[Source start]

The Rice-Cooker Revolution

How this one little machine can change your life in the kitchen.
rice cookers

Rice cookers used to be simple: They made rice. The good ones made it well, and they were relatively inexpensive. End of story. Today, there are still plenty of affordable models on the market, but you can also find fancy versions (costing up to $500) that have settings for different kinds of rice and perform double-duty as pressure cookers. According to some manufacturers, you can make flan, a cake, or an entire dinner in a rice cooker.


I don’t really see the virtue in baking desserts or sautéing onions in a rice cooker, but I do really appreciate the different settings: Brown and white rice require slightly different cooking times and amounts of water, and one of the three cookers I’ve worked with (a Zojirushi’s pricey “Induction heating system and rice cooker and warmer”) works wonders with the brown, producing a much softer grain than most, and just the right amount of chew. And the pressure-cooker models are definitely appealing, since they allow you to make rice and beans in one shot. I’ve prepared plenty of one-pot meals in the rice cooker for very little money and effort. And in small kitchens—like my own in Beijing, where standard stoves have only two burners—rice cookers are a must.

To make one of my favorite weeknight dinners, I marinate a few meaty pork ribs (halved crosswise) in a mixture of soy sauce, sesame oil, oyster sauce, and a splash of rice wine; meanwhile, I measure brown rice and water into the pot. I add the ribs and marinade on top of the uncooked rice, then set the machine to brown-rice mode. The result is rich, flavorful rice and fork-tender ribs; a sprinkle of cilantro or chopped scallions and dinner’s ready, for just a couple of bucks, with an active time of five minutes.

Another good dinner option is quinoa, the perfect grain. I use the same ratio of grain to water as I do with white rice, and the quinoa is great every time. Try quinoa wherever you’d use couscous, such as in this quick Moroccan stew.

After I’m done with dinner, I often wash out the rice cooker and throw in my power-breakfast ingredients of rolled oats, goji berries, raisins, walnuts, Chinese dates, and sesame and flax seeds, setting the timer for the next day. Hearty oatmeal greets me in the morning at a temperature good enough for Goldilocks.

[Source end]

Task requirements —
(A) According to the rice-cooker article, how many burners do standard stoves in Beijing have?
(B) Translate this sentence from the rice-cooker article into Spanish: "Another good dinner option is quinoa, the perfect grain."

[Provided data start]

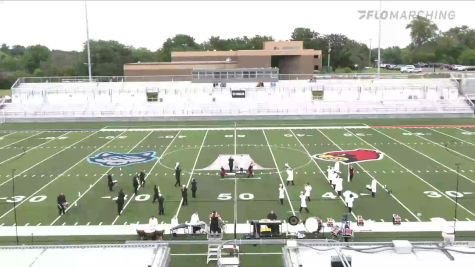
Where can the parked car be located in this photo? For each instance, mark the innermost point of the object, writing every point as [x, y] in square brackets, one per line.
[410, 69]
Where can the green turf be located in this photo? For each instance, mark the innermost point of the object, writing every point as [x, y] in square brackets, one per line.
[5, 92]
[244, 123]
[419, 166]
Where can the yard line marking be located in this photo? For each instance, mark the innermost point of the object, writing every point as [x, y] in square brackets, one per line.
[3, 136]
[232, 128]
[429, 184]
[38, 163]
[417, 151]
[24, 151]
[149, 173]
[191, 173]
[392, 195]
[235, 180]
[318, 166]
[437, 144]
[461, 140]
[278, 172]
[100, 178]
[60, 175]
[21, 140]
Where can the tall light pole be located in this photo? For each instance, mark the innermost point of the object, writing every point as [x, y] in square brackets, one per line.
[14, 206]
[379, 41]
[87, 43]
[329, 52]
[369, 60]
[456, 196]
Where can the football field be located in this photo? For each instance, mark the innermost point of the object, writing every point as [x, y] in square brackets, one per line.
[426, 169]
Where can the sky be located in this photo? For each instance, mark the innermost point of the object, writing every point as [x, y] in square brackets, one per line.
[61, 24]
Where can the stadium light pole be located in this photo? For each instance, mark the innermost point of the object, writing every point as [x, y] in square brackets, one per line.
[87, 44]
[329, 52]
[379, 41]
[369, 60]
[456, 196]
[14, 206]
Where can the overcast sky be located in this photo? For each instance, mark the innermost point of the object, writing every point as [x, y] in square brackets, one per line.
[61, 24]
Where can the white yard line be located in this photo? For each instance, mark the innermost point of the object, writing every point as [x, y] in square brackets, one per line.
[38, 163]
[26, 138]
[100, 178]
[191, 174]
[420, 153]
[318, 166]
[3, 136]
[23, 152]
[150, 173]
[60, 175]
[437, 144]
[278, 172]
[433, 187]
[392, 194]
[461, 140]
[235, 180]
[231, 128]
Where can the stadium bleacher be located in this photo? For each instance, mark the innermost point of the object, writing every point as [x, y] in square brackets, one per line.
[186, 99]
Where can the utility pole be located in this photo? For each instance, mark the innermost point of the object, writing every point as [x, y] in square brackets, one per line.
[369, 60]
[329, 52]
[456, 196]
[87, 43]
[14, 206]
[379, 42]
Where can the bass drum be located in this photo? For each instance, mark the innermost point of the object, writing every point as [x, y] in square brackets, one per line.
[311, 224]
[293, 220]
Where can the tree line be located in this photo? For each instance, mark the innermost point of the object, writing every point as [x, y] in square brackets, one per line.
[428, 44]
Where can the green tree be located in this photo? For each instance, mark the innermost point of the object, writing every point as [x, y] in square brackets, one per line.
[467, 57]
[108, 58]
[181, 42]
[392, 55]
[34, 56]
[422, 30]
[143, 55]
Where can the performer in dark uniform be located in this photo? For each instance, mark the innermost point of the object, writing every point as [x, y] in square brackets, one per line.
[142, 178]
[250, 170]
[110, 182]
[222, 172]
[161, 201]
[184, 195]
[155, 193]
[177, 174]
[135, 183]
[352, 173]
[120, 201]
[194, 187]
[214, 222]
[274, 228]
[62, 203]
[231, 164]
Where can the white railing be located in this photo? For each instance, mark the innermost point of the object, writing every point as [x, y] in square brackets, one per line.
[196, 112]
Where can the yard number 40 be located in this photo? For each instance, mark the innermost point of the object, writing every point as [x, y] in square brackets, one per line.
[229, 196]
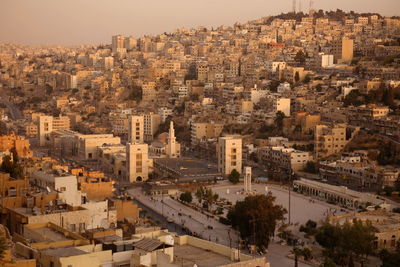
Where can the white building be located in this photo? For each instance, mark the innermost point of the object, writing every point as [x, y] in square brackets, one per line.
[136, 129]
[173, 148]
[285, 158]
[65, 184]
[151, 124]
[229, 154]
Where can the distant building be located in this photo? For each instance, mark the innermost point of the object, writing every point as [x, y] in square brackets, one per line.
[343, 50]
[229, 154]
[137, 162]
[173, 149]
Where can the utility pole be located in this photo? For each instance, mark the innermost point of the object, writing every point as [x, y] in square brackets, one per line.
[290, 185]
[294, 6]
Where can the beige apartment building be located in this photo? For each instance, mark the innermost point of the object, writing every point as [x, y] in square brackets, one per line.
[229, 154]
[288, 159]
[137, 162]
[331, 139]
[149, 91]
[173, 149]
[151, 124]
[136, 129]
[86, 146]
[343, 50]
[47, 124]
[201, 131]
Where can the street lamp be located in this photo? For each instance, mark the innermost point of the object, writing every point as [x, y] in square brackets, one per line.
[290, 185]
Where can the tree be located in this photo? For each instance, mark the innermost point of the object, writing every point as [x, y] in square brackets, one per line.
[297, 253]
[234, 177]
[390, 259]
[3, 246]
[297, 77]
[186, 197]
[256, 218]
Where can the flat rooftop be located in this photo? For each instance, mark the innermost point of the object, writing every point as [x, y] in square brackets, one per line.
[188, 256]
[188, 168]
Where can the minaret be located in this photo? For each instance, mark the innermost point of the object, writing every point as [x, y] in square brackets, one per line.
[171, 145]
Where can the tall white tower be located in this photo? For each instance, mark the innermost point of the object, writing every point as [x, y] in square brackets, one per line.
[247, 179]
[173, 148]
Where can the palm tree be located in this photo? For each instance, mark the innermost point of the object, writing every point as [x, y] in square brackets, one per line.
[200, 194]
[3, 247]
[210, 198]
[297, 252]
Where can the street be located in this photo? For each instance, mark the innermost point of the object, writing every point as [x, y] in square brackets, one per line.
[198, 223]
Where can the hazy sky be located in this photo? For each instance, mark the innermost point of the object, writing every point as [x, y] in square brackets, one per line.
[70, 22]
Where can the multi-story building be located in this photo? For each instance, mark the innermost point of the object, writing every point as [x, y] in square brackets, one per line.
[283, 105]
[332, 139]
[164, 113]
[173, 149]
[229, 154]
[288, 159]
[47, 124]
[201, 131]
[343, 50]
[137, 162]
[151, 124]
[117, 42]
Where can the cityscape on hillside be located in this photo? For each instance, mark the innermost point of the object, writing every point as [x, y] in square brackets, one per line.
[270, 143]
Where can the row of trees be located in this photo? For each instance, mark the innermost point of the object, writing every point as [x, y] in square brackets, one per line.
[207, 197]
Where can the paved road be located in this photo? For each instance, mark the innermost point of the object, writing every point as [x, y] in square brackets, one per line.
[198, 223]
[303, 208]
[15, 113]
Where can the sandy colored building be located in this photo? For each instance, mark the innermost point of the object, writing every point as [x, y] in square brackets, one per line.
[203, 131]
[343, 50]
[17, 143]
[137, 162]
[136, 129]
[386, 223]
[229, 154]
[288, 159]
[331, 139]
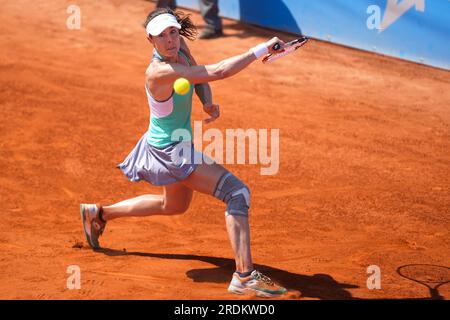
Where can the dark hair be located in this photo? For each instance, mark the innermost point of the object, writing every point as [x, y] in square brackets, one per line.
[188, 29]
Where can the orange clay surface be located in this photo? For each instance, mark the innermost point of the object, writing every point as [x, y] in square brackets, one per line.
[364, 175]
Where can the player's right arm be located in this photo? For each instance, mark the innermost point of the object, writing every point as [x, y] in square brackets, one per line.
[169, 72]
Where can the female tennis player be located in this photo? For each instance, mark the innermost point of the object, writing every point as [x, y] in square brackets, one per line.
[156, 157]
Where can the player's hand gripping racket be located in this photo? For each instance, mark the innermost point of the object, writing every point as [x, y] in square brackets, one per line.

[Provided data end]
[Provided data start]

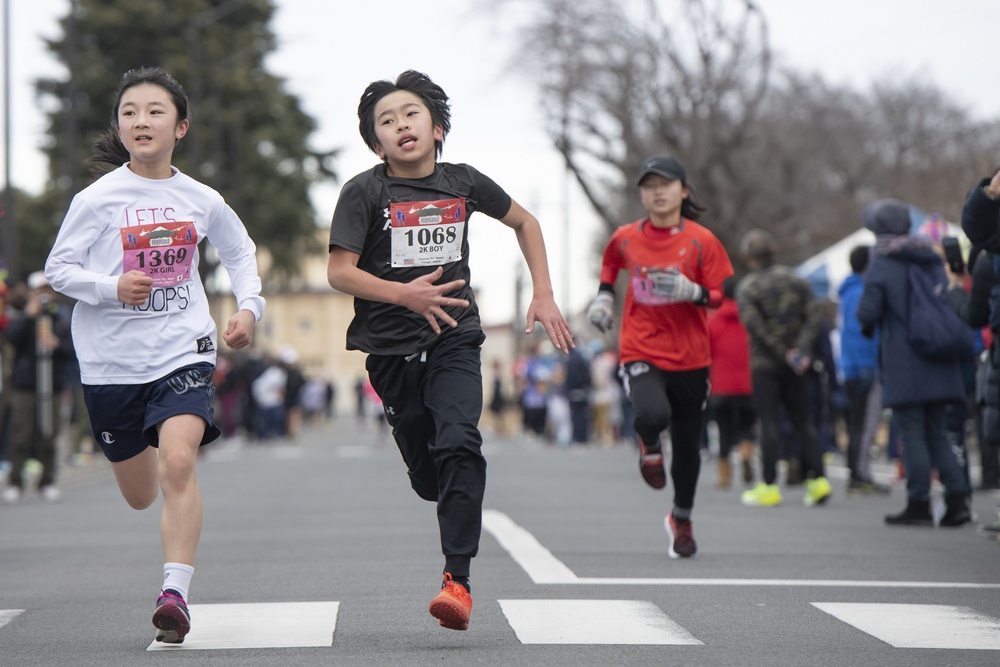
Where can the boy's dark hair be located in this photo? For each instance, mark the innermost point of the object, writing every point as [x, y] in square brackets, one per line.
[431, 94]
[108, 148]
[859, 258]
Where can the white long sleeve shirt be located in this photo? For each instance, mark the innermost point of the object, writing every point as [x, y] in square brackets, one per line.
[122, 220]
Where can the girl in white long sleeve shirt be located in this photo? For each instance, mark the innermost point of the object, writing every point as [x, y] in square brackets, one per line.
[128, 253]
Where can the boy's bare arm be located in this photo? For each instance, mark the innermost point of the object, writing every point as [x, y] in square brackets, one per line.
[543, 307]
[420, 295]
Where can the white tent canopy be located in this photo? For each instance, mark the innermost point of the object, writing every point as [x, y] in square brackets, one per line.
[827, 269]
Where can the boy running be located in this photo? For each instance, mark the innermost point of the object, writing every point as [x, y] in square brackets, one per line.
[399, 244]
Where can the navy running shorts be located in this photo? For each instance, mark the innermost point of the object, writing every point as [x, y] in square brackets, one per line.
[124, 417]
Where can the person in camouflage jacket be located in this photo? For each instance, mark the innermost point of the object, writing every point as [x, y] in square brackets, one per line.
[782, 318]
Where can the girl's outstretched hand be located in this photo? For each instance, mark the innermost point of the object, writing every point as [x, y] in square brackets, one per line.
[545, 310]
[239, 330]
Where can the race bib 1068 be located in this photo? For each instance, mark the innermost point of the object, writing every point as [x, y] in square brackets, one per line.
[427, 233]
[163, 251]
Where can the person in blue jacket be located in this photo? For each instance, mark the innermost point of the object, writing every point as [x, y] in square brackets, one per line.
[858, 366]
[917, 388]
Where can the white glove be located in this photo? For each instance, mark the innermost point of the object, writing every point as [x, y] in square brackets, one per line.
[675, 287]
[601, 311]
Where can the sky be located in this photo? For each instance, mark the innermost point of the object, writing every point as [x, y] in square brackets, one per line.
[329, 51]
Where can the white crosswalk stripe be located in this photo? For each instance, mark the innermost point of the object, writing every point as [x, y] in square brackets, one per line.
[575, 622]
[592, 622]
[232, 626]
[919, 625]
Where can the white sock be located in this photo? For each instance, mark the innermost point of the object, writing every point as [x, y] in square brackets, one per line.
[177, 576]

[Provided data end]

Per-task outputs —
(A) Standard stoves in Beijing have only two burners.

(B) Otra buena opción para la cena es la quinoa, el grano perfecto.